> **TASK ITEM**:
Extract all of the entries and give them again, word for word.

Natural-language object grounding data:
::::
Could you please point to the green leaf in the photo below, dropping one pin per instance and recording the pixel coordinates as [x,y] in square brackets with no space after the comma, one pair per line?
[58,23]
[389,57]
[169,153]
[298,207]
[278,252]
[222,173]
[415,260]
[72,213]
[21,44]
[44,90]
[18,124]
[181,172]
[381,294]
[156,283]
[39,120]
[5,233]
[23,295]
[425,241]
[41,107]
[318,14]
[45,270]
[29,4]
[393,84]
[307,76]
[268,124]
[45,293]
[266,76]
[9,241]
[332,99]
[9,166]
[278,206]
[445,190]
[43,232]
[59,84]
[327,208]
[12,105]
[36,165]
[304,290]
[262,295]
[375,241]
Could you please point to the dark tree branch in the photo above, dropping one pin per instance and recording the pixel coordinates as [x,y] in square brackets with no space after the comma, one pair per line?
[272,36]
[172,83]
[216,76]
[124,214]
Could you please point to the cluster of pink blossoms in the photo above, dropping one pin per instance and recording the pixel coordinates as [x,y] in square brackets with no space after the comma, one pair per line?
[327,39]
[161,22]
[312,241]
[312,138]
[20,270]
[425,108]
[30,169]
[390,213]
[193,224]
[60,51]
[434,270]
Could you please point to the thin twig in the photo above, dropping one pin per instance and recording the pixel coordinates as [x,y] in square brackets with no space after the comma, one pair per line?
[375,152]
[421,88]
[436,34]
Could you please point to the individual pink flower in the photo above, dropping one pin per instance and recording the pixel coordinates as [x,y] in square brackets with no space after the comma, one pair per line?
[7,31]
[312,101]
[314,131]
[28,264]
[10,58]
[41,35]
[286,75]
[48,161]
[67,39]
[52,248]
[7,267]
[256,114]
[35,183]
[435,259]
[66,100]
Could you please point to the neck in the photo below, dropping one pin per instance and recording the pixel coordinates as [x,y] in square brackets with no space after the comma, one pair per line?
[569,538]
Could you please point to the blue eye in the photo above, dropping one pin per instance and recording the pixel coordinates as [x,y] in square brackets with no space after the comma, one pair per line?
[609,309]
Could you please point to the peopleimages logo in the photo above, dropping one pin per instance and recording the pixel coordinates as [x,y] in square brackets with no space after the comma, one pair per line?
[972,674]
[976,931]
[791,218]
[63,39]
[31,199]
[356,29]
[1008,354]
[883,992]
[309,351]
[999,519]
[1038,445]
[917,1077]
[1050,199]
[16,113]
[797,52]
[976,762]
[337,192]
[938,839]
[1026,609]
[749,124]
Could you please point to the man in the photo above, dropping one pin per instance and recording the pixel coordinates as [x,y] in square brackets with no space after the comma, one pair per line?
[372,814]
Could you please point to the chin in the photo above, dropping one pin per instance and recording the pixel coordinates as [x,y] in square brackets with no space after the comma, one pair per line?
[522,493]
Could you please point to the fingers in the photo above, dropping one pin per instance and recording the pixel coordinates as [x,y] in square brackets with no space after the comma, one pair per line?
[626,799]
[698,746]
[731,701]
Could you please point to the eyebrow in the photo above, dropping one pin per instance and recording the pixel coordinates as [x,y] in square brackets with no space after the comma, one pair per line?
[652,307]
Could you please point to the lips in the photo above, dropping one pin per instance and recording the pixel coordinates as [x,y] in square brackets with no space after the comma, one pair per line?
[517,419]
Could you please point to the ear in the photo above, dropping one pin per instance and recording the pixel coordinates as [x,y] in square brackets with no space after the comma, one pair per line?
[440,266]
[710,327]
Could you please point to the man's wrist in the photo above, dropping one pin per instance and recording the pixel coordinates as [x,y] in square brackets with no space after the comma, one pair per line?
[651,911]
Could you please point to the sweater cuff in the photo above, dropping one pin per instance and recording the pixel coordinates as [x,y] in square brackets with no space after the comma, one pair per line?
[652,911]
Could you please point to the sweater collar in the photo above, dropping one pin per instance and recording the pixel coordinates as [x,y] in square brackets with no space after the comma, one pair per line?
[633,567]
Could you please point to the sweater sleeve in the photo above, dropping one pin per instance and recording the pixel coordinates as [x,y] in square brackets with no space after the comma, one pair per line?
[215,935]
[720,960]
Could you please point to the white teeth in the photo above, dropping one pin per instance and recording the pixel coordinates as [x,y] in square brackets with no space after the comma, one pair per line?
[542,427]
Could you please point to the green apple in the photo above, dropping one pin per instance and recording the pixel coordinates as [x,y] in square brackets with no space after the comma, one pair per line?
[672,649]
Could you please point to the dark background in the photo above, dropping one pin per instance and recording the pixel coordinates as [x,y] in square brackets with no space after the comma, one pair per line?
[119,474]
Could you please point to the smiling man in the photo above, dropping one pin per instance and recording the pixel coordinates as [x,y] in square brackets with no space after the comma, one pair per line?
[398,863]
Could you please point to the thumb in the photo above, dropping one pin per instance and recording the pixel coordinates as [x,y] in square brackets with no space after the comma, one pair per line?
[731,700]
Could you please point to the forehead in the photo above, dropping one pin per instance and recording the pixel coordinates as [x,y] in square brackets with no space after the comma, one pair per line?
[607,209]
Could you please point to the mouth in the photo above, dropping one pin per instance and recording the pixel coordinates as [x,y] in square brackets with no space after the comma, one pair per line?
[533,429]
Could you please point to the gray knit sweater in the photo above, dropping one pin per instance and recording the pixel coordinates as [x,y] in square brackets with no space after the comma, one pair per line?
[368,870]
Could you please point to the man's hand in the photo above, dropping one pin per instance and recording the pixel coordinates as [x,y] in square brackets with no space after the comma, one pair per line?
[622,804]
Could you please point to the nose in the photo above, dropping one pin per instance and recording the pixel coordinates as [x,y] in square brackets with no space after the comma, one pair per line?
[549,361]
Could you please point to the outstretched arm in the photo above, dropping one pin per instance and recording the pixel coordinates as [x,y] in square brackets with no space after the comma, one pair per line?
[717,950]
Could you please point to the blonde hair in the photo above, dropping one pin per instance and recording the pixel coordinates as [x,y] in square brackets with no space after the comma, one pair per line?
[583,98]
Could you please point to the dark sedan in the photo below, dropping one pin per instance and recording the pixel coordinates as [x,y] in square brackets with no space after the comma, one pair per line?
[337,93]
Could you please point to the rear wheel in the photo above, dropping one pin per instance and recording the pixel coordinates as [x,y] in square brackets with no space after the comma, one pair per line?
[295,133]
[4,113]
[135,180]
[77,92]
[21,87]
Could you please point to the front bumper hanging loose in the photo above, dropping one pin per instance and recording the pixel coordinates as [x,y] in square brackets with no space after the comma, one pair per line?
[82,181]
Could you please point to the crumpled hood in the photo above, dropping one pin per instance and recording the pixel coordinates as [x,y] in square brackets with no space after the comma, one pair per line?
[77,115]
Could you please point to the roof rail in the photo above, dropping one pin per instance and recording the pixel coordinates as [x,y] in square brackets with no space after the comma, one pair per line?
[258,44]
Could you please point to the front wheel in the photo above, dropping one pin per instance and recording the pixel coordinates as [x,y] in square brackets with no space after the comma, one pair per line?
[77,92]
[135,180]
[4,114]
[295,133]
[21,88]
::::
> **SOLUTION FOR THIS EXERCISE**:
Could you please point to the green leaf in the photo below, dropping one pin per instance and recording the pixel coordinates as [x,y] in square brackets with no space after the comma, one pair per line?
[58,23]
[389,57]
[169,153]
[298,207]
[278,252]
[222,173]
[415,260]
[72,213]
[21,44]
[44,90]
[18,124]
[181,172]
[381,294]
[156,283]
[39,120]
[5,233]
[23,295]
[425,241]
[41,107]
[318,14]
[45,270]
[29,4]
[393,84]
[307,76]
[268,124]
[45,293]
[266,76]
[9,241]
[332,99]
[9,166]
[278,206]
[445,190]
[43,232]
[59,84]
[327,208]
[12,105]
[36,165]
[304,290]
[262,295]
[375,241]
Could you please point to the dark tree branch in the photo above, dropping one pin per instance and recording the pixel coordinates as [x,y] in square brackets with no space after the comma, one pair per line?
[272,36]
[172,83]
[216,76]
[124,214]
Could you please point to the cluster of pink blossoms in the photo above, dropping one pin per instance and recording the pixel coordinates as [x,y] in square brackets with no space after the comma, one pair per line?
[327,39]
[161,22]
[312,241]
[312,138]
[20,270]
[425,108]
[30,169]
[390,213]
[193,224]
[60,51]
[434,270]
Could you please point to the thin twig in the photo above, dropping one pin per instance and recording the pixel coordinates as [x,y] in square brackets with no space after the comma, one pair per line?
[375,152]
[421,88]
[436,34]
Could you please point to the individual pink flower in the photo above, dropping one pin per instance and recording the pixel coordinates as [x,y] in square brackets with no space after the comma, one pair per line?
[7,31]
[312,101]
[314,131]
[28,264]
[10,58]
[41,35]
[286,75]
[48,161]
[67,39]
[52,248]
[7,267]
[256,114]
[35,183]
[435,259]
[66,100]
Could you please point to the neck in the photo below, dropping one pin per instance and recording the pixel coordinates as [x,y] in square brackets with no space after the comma, one pair per line?
[569,538]
Could you please point to the blue eye in the photo above, dropping one pin per instance and recording the pixel coordinates as [x,y] in square brackets with no space after the comma, one pair per line?
[609,309]
Could you please point to the peopleimages logo in the photo above, dropping one pin per instance and recording the pixel coordinates as [x,y] in square brackets with no space after the comma, one pair per line?
[972,674]
[976,931]
[791,218]
[63,39]
[31,199]
[356,29]
[1008,354]
[883,992]
[309,351]
[999,519]
[1038,445]
[917,1077]
[1050,199]
[16,113]
[797,52]
[976,762]
[337,192]
[938,839]
[1026,609]
[749,124]
Could you please point to the man in the photo above, dropping one pin per instance and recording the pixel coordinates as [x,y] in square brackets with no space after the comma, one pair per line?
[372,814]
Could you please point to the chin in the photo above, dropping one pin per instance and recording the pixel coordinates as [x,y] in square brackets with no space after the comma, one pair per line?
[522,493]
Could you please point to the fingers in the photo above, dropping one pin per instance and recording the pixel coordinates as [x,y] in square brackets with no space after the comma, one pair per line?
[626,799]
[698,746]
[731,701]
Could you please point to the eyebrow in the photo above, dropping one pin per instance and recording the pixel coordinates as [x,y] in square brackets with no space after the comma, one pair per line?
[652,307]
Could you please point to the lips in the photo above, dropping one pin per instance and recording the pixel coordinates as [x,y] in square brackets with no space after the comma, one pair per line?
[517,419]
Could you please point to the ear in the photo above, dropping one pin per instance and recording the pixel coordinates as [x,y] in square brackets with no space after the comma, one pair per line?
[440,266]
[710,327]
Could you please point to the man's wrist in the photo above, dropping one pin per instance and recording the pixel coordinates as [x,y] in square brackets with no space after the comma, one pair per line?
[651,911]
Could you please point to the sweater cuff in the photo above, dropping one pin per instance and recording the pixel coordinates as [x,y] in square brackets with no space after the comma, one pair per line?
[652,911]
Could you please point to the sweater collar in the photo above, dropping one pin per instance and recording the pixel coordinates as [x,y] in square brackets with no space after the comma, one pair per line?
[633,567]
Could you please point to the sweater sleeve in the photo above, dropping one pin per instance and recording the pixel coordinates as [x,y] in square brackets with no space after the comma, one pair per line?
[215,935]
[720,960]
Could you please point to the white teeth in the photo above, dropping one pin per instance and recording the pixel coordinates as [x,y] in square brackets with no space after the comma, one pair per line?
[542,427]
Could you please point to the green apple in the photo above, dropping one pin per instance and recording the pixel coordinates as [x,y] in square brackets with no space after the comma, one pair per line?
[672,649]
Could you please point to the dark background in the photo above, dropping one pin per instance and recording the pixel coordinates as [x,y] in square brackets with no space after the comma, one pair per line?
[119,474]
Could you please point to the smiling man in the photo above, dropping one pin per instance and recording the pixel coordinates as [x,y] in square brackets with no space after the comma, one pair per line?
[398,863]
Could you please point to the thumb in the photo above, dropping one pin per instance and recording the pixel coordinates as [x,y] in square brackets with no space after the comma, one pair per line?
[731,700]
Could you please point to the forehead in the photo above, dropping one pin per instance and recording the pixel coordinates as [x,y] in square brackets with no space after the comma, one pair per line?
[607,209]
Could you please point to the mouth in the photo above, dropping one pin per instance and recording the pixel coordinates as [x,y] in square brackets with no space after the comma, one pair per line?
[533,429]
Could you please point to the gray knit sweater in the photo above, dropping one pin per instance and recording the pixel coordinates as [x,y] in square brackets with no space after the comma, one pair per line?
[368,870]
Could you please point to the man's hand in the photo above, dropping one pin per instance and recording the pixel coordinates as [x,y] in square brackets with no space after the comma, one pair per line?
[622,804]
Could you please point to the nose in the photo above, dropping one pin per instance and recording the pixel coordinates as [x,y] in square brackets with no space after the comma, one pair per line?
[549,361]
Could you please point to the outstretched arm in the photo above, dropping one pin per instance and recording the pixel coordinates as [x,y] in square brackets with no space after the comma, one pair per line?
[717,950]
Could you please point to the blonde hair in the photo above, dropping one pin per instance and recording the pixel coordinates as [x,y] in square brackets with no space after the comma, one pair per line?
[583,98]
Could you please point to the dark sedan in the photo below, dropping one pin per instance and recording the pixel coordinates as [x,y] in square brackets with no space after the comma, one pair per line?
[337,93]
Could you please point to the rear wheel in the photo above, dropping one pin per instance and recording the pixel coordinates as [x,y] in square brackets with no space after the comma, one pair per line?
[295,133]
[4,113]
[135,180]
[77,92]
[21,87]
Could you please point to the front bumper hanging loose in the photo above, dropping one pin per instance and recording the pixel coordinates as [x,y] in square brackets with no space after the comma, one pair per line?
[82,181]
Could you please point to the crumpled hood in the photo above, dropping one pin per instance and recording the pixel coordinates as [x,y] in square brackets with no space after the comma, one pair per line?
[77,115]
Could you please point to the roof rail in the photo above, dropping one pin per instance and recording the pixel coordinates as [x,y] in square brackets with no space after the comma, one pair per line?
[258,44]
Could you please point to the front wheel in the photo above, dropping one pin per instance and recording the pixel coordinates as [x,y] in square brackets with no space after the comma, one pair per line?
[77,92]
[135,180]
[4,114]
[295,133]
[21,88]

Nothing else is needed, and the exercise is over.